* [Problem details]: Retype every entry in its entirety, without alteration.

--------

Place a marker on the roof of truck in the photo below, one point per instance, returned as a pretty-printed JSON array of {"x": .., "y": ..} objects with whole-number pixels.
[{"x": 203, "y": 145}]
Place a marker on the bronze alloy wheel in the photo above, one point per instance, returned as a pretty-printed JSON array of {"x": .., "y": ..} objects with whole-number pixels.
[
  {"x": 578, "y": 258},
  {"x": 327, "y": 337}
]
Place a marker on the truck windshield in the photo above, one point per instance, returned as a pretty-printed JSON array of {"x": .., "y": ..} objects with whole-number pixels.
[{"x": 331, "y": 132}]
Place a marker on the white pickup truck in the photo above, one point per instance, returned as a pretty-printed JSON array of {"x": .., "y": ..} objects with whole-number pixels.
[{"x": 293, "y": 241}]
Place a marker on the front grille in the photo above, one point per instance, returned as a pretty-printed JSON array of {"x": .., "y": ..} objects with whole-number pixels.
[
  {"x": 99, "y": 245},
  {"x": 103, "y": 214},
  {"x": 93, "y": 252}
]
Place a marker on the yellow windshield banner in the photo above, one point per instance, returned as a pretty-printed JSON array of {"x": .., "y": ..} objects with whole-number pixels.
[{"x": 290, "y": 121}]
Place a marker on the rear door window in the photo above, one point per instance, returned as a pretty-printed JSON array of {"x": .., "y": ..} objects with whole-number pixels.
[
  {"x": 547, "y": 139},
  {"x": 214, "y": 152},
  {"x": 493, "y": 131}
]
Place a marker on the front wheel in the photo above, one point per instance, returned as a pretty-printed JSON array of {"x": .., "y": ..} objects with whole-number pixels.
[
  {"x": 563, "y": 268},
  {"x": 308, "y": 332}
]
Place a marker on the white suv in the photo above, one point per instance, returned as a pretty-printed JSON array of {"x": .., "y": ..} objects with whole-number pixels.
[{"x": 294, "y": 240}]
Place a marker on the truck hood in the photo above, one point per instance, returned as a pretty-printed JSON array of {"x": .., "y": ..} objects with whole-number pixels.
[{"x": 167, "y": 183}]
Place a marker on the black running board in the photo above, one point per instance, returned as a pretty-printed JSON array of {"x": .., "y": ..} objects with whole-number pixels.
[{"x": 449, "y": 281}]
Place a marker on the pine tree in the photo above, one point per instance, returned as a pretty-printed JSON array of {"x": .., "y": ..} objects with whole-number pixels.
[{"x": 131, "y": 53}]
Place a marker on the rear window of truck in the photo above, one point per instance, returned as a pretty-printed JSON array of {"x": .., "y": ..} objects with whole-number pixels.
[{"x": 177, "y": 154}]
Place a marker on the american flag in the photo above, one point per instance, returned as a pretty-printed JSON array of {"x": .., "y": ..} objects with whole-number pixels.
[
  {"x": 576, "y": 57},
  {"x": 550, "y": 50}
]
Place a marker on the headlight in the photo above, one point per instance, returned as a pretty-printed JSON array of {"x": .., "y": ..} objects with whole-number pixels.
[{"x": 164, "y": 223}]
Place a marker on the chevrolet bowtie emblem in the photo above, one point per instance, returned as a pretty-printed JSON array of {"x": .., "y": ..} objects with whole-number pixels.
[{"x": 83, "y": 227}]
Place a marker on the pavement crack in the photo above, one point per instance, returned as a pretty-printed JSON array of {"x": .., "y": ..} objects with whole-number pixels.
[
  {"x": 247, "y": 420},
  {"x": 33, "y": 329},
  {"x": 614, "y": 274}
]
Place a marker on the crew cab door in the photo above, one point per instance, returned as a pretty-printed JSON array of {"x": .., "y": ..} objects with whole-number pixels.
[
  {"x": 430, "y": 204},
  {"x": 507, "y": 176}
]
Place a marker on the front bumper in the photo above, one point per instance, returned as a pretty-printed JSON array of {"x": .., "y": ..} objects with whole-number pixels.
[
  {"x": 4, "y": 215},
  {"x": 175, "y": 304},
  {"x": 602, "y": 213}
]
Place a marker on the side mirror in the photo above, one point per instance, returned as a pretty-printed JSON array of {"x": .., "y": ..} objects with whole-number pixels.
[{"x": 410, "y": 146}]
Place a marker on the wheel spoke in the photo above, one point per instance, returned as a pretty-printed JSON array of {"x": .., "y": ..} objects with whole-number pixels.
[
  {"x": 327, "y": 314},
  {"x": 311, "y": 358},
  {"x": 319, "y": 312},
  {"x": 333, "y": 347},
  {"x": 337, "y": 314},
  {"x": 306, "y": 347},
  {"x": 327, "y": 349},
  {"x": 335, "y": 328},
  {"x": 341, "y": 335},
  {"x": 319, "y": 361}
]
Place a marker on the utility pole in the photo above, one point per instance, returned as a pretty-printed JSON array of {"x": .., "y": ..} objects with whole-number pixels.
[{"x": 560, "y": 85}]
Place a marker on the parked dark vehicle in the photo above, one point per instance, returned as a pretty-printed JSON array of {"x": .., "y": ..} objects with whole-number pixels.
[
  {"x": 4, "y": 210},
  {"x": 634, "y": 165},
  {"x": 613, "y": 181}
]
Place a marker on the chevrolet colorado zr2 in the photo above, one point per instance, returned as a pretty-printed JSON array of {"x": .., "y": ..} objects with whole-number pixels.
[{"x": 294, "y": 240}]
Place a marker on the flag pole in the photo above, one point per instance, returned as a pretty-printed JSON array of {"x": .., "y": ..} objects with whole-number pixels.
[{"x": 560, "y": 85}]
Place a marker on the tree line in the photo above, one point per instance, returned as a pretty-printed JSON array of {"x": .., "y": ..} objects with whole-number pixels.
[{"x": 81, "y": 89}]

--------

* [Solution]:
Place a marker on the roof of truck in the photo below, one point per instance, returned as a pretty-printed JSON array of {"x": .., "y": ..} objects with whole-number pixels.
[{"x": 203, "y": 145}]
Place a marker on the bronze alloy wheel in the photo above, one point per instance, returned as a pretty-printed JSON array of {"x": .., "y": ..} objects with whole-number pixels.
[
  {"x": 578, "y": 258},
  {"x": 327, "y": 337}
]
Place a marker on the truck windshield in the photo above, one point per instance, returned as a pretty-printed JSON array of {"x": .., "y": ..} objects with whole-number pixels.
[{"x": 331, "y": 132}]
Place a marker on the white pickup truck in the photo above, one point per instance, returned as a pretty-printed JSON array of {"x": .., "y": ..} objects with whole-number pixels.
[{"x": 293, "y": 241}]
Place a marker on the front grille in the photo above, one point per instance, returned as a pretty-printed JSON array of {"x": .., "y": ..} objects with whole-number pixels.
[
  {"x": 99, "y": 245},
  {"x": 103, "y": 214},
  {"x": 93, "y": 252}
]
Place a marker on the yellow windshield banner in the photo above, one point per instance, returned as a pretty-printed JSON array of {"x": .., "y": ..} objects with whole-number pixels.
[{"x": 290, "y": 121}]
Place a marker on the rear door window in the photo above, one point per instance, returned as a pretty-printed JSON array of {"x": .., "y": ..} objects with whole-number pixels.
[
  {"x": 547, "y": 139},
  {"x": 214, "y": 152},
  {"x": 493, "y": 131}
]
Place a marker on the front wheel in the photo above, one point per instance, returned as a pretty-printed JSON array of {"x": .., "y": ..} objects with whole-number pixels.
[
  {"x": 563, "y": 268},
  {"x": 308, "y": 332}
]
Place a marker on the white suv in the photo above, one point per instance, returned as a pretty-printed JSON array of {"x": .., "y": ..} objects with whole-number pixels.
[{"x": 294, "y": 240}]
Place a marker on the truck hood in the photo above, one point per instance, returned as a pretty-printed JSON array of {"x": .., "y": ..} objects with whole-number pixels.
[{"x": 167, "y": 183}]
Place a marker on the black running board in the photo above, one point per instance, returned as a pretty-printed JSON array of {"x": .., "y": ..} objects with whole-number pixels.
[{"x": 449, "y": 281}]
Place a marker on the pine tree in the photo above, one point per instance, returned as a pretty-printed JSON array of {"x": .., "y": ..} objects with whole-number pixels.
[{"x": 131, "y": 53}]
Place a marker on the rear window of truck in the photo above, one point per instance, returned as a pretty-printed JSON array of {"x": .., "y": ..} objects with whole-number pixels.
[{"x": 177, "y": 154}]
Place a marker on the american flag in the photo above, one point per instance, returned as a pretty-printed JSON array of {"x": .., "y": ..} objects with whole-number pixels.
[
  {"x": 576, "y": 57},
  {"x": 550, "y": 50}
]
Place a marker on the headlight in the photo above, one point per instance, returned as a pretty-printed JSON array of {"x": .., "y": ..} objects with whole-number pixels.
[{"x": 164, "y": 223}]
Place a marker on the chevrolet bowtie emblem in the photo above, one point per instance, returned as a pretty-printed JSON array of {"x": .., "y": ..} objects with whole-number pixels.
[{"x": 83, "y": 227}]
Place a marker on the pavement crack in the photo above, one point per instance, returned as a pretty-printed JSON array of {"x": .., "y": ..} objects with whole-number pixels.
[
  {"x": 247, "y": 420},
  {"x": 33, "y": 329},
  {"x": 614, "y": 274}
]
Place a marker on the crew cab door in the photo above, one point per instance, returned as a pretty-printed JSON array of {"x": .., "y": ..} objects with whole-number pixels.
[
  {"x": 430, "y": 204},
  {"x": 507, "y": 176}
]
Place a marker on the front bumper in the photo above, one point per instance, returned as a pretty-printed JSON array of {"x": .., "y": ..} objects with whole-number pixels.
[
  {"x": 4, "y": 215},
  {"x": 175, "y": 304},
  {"x": 602, "y": 213}
]
Place a marker on the side mirror in the photo above, one point per instance, returned as a pretty-printed JSON array of {"x": .., "y": ..} objects with whole-number pixels.
[{"x": 410, "y": 146}]
Place a marker on the wheel spoke in the photo above, one point per instance, returned as a pretty-printed JSON array of {"x": .., "y": ..} objects with whole-number pixels.
[
  {"x": 327, "y": 314},
  {"x": 311, "y": 358},
  {"x": 319, "y": 312},
  {"x": 333, "y": 347},
  {"x": 337, "y": 314},
  {"x": 306, "y": 347},
  {"x": 327, "y": 349},
  {"x": 335, "y": 328},
  {"x": 341, "y": 335},
  {"x": 319, "y": 361}
]
Place a marker on the utility pole in the photo above, one point per instance, returned as a pretty-printed JSON array of {"x": .., "y": ..} objects with whole-number pixels.
[{"x": 560, "y": 85}]
Place a marker on the parked dark vehicle in the photo above, one point per instance, returned as a pretty-printed JSON array of {"x": .., "y": ..} objects with whole-number pixels.
[
  {"x": 4, "y": 210},
  {"x": 634, "y": 165},
  {"x": 613, "y": 181}
]
Place a marker on the chevrolet colorado zr2 in the photo above, one point per instance, returned as a pretty-printed JSON array of {"x": .., "y": ..} objects with whole-number pixels.
[{"x": 294, "y": 240}]
Place a marker on the flag pole in the photo above, one point per instance, returned as a pretty-printed JSON array of {"x": .., "y": ..} objects with whole-number pixels.
[{"x": 560, "y": 85}]
Place a marker on the tree line in the photo above, one point per instance, returned as a pretty-printed JSON array of {"x": .., "y": ..} objects with whole-number pixels.
[{"x": 81, "y": 89}]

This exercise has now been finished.